▸ **CHALLENGE**: Lay out each non-blank line of the listing below as a Markdown table with the columns Row and Line, numbering the rows in order. Leave the pictures out of the answer.

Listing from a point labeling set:
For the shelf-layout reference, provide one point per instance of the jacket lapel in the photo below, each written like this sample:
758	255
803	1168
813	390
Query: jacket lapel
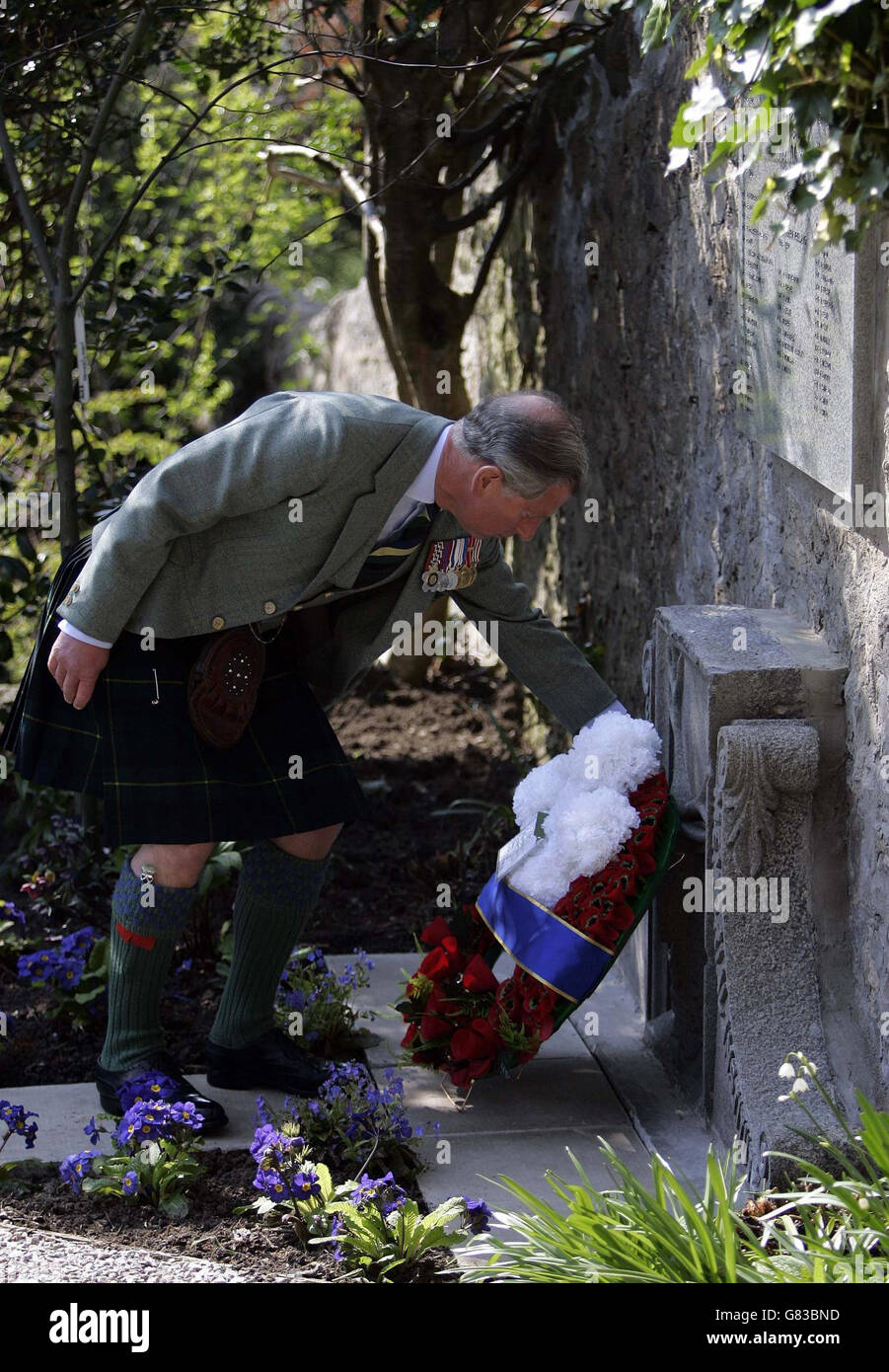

▸ **ANSWER IN FULL**:
| Row | Line |
|---|---|
| 1 | For the shelf-layout reference, provide one point per instance of the jacket lapel in the photo below, each written like this sample: |
| 2 | 758	255 |
| 3 | 803	1168 |
| 4 | 813	390 |
| 5 | Query: jacket lapel |